DATASET RECORDS:
-------

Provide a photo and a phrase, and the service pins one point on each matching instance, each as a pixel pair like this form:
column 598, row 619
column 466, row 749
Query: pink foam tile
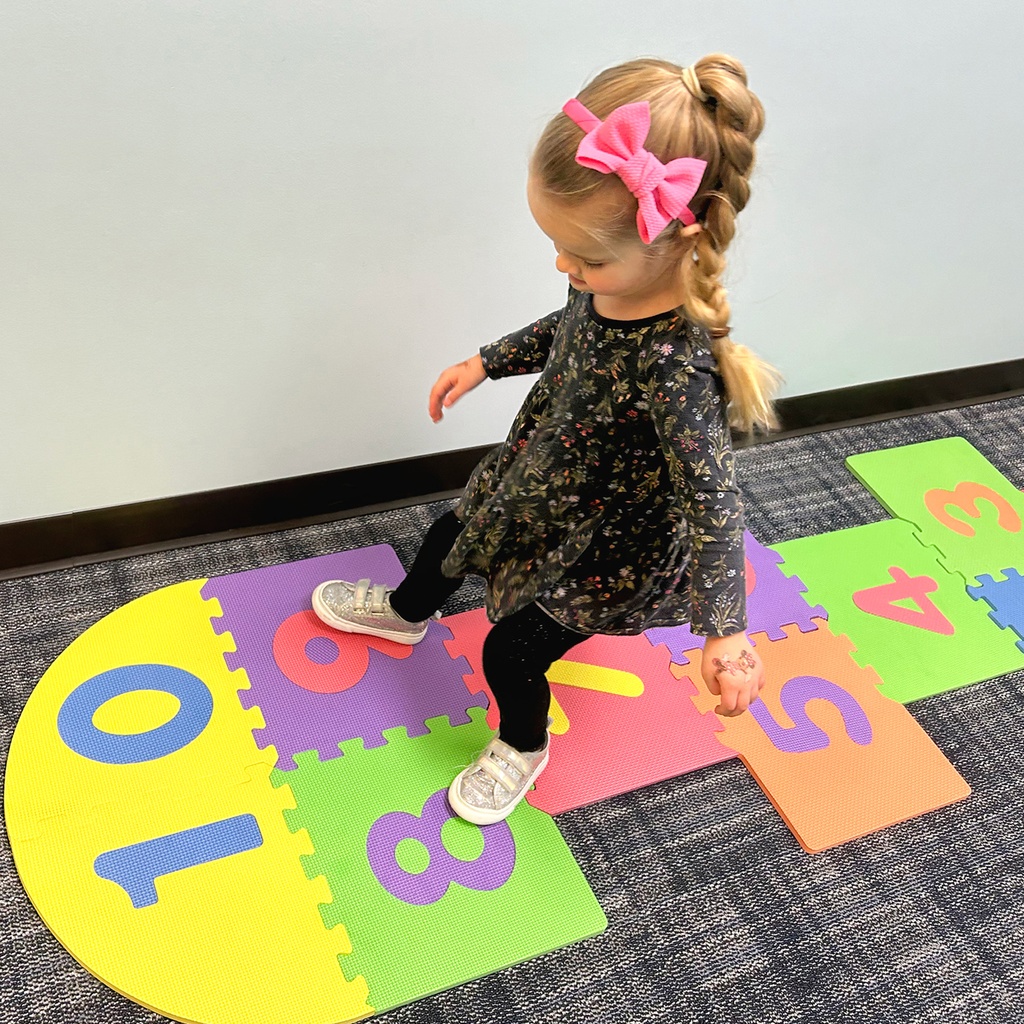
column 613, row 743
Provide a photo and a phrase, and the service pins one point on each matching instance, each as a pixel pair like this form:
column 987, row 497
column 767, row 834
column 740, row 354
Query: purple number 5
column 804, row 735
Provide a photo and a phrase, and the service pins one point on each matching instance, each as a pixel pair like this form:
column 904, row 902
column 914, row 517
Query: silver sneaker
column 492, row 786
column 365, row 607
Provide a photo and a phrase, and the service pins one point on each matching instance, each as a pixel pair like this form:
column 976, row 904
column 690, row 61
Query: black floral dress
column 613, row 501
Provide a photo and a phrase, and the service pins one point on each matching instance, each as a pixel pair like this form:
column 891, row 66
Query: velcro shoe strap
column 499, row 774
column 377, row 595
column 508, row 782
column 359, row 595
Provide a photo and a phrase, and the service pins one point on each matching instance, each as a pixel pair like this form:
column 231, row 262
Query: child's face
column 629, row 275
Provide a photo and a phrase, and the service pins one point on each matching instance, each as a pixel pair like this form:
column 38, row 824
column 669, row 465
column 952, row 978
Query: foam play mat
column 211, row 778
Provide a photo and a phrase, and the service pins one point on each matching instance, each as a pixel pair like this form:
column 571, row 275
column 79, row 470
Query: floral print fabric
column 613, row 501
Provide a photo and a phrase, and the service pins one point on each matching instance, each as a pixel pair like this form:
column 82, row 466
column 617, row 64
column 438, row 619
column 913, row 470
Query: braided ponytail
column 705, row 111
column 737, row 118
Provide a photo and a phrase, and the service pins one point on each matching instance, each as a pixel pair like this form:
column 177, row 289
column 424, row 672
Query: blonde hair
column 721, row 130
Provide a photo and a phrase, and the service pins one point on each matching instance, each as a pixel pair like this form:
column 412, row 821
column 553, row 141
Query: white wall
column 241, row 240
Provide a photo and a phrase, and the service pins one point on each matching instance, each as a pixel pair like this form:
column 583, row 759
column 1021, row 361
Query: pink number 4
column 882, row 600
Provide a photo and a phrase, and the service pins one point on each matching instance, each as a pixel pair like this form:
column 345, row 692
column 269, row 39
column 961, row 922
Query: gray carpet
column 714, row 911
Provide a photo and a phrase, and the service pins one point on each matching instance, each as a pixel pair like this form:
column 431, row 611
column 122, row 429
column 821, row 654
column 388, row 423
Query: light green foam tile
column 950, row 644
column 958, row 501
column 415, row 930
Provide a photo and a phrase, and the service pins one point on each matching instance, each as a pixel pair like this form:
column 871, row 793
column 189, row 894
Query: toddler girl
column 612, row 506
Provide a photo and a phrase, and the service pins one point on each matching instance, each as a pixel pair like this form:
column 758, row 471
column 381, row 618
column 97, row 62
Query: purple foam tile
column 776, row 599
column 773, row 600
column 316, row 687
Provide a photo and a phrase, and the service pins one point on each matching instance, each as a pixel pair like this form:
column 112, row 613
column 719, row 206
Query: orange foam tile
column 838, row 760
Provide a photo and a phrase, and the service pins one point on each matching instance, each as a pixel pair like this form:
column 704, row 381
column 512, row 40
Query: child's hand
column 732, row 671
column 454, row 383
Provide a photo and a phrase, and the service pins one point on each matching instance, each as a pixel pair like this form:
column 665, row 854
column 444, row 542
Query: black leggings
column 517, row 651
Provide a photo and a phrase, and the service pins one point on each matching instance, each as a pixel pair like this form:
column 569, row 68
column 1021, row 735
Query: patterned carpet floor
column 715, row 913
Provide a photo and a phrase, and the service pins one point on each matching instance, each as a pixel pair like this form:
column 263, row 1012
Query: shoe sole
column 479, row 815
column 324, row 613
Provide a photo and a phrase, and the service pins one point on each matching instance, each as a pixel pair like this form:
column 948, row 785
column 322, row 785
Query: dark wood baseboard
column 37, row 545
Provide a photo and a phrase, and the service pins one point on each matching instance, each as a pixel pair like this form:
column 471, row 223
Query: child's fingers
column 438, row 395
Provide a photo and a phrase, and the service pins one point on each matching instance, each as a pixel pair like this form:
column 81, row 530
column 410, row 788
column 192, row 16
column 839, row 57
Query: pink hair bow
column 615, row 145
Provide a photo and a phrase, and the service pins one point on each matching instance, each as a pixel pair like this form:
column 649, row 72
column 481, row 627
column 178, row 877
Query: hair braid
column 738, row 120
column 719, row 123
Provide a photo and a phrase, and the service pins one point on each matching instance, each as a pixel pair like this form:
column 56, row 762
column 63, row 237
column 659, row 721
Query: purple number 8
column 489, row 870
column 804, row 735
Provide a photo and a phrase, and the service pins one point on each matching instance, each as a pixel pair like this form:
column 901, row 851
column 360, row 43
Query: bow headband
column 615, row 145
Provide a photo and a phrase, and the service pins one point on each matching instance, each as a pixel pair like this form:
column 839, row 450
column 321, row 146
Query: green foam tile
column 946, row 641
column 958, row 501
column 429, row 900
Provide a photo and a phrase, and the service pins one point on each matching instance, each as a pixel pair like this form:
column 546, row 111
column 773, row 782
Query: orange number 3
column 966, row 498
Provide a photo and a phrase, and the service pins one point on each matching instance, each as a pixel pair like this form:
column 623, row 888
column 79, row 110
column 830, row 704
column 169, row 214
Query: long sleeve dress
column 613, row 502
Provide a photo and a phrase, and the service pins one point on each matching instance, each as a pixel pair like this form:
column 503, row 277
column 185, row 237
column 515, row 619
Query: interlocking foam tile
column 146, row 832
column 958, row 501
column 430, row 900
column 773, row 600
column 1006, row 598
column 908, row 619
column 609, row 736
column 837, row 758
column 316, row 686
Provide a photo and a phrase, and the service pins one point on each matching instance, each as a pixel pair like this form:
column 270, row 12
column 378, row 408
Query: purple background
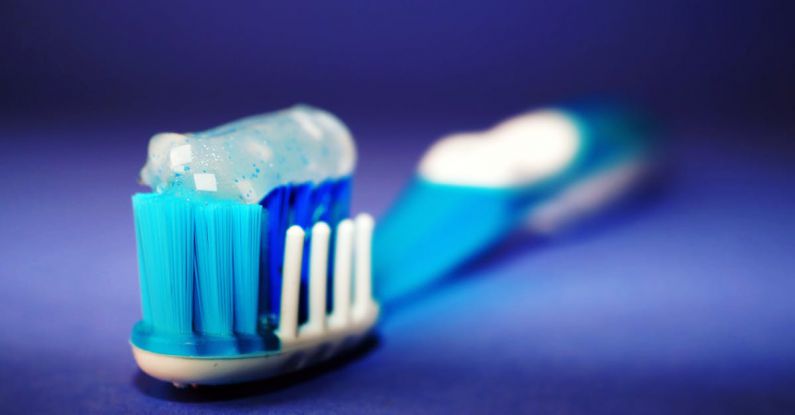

-------

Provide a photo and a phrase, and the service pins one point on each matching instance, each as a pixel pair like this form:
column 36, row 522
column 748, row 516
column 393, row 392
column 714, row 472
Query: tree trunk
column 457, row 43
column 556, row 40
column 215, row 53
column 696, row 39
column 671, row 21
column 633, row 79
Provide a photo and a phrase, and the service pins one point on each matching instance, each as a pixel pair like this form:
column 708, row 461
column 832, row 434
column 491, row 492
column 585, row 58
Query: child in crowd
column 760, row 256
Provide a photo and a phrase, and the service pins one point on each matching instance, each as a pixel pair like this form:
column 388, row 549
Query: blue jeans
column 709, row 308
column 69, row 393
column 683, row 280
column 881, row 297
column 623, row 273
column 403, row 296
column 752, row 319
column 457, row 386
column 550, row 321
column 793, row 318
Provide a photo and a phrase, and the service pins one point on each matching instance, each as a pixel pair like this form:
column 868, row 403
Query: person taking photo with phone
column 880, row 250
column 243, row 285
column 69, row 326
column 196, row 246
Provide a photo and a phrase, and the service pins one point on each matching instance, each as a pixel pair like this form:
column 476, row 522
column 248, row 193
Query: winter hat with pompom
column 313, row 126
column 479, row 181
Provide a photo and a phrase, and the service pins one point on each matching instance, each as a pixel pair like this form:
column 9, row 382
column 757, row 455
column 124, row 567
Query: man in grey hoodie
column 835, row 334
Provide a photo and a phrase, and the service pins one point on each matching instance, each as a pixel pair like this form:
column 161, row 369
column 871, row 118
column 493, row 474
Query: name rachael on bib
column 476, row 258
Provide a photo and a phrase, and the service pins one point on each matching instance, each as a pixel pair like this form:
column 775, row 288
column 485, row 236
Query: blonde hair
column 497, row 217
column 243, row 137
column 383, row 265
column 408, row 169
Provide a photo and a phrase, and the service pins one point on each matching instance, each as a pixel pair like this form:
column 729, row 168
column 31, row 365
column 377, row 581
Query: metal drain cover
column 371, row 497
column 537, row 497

-------

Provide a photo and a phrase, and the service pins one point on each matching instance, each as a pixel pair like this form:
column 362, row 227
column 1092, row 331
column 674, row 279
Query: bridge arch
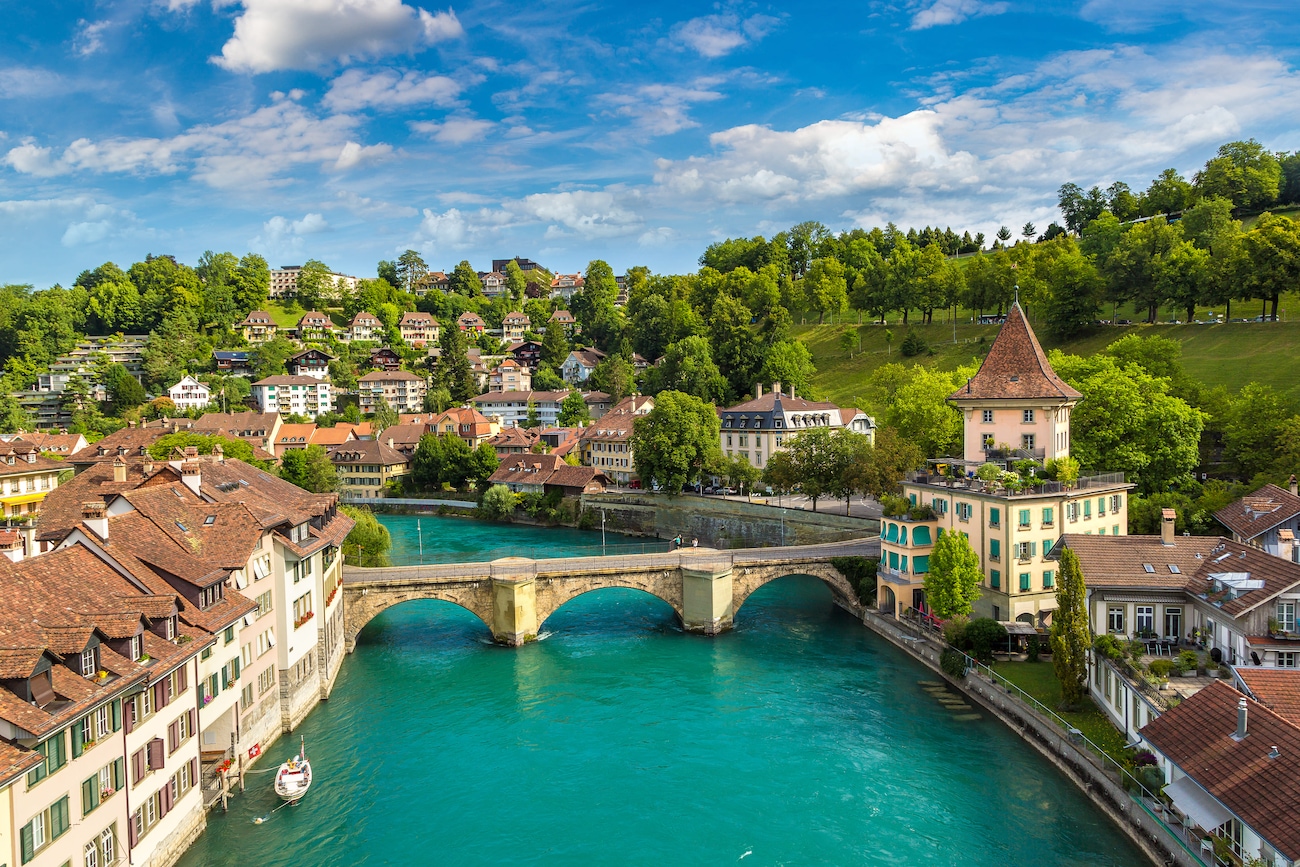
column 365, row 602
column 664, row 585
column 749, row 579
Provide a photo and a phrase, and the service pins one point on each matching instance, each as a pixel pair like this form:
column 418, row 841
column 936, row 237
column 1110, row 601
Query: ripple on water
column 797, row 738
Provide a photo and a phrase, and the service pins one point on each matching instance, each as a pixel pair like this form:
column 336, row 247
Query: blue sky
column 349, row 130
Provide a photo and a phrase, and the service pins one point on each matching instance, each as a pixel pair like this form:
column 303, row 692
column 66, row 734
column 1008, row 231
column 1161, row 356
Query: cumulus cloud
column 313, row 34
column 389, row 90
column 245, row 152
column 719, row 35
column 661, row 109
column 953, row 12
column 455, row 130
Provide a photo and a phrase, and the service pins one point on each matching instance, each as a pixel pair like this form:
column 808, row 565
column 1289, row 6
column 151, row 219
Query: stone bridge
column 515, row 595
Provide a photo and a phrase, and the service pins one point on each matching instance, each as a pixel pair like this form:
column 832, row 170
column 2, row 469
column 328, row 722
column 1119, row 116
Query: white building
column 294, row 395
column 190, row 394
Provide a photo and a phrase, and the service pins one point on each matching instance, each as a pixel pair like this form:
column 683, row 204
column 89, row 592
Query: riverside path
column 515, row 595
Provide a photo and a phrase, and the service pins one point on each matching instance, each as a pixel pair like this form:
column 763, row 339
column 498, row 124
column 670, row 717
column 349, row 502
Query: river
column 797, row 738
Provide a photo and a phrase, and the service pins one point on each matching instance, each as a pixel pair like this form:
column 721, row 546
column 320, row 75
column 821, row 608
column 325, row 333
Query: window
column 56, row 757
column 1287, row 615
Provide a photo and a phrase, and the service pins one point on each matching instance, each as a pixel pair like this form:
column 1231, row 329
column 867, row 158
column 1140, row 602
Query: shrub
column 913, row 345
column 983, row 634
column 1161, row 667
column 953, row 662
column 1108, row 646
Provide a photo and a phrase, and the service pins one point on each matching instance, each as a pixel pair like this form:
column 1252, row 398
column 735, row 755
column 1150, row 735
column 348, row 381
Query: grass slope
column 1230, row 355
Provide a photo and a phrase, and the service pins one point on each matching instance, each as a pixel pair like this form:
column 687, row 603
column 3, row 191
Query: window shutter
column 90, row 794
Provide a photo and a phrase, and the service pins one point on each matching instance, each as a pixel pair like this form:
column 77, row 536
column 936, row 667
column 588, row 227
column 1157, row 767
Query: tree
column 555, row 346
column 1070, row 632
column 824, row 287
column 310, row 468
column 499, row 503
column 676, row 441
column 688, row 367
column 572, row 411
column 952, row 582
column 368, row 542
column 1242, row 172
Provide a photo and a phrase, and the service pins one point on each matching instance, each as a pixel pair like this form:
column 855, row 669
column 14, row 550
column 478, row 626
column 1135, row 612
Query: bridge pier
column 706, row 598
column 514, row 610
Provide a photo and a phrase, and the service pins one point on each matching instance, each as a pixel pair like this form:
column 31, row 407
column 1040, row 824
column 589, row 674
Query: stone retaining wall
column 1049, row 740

-------

SHORT EXERCISE:
Count the lines above that contain the string "dress", matching case exactly. Reply with the number alone.

FULL OUTPUT:
2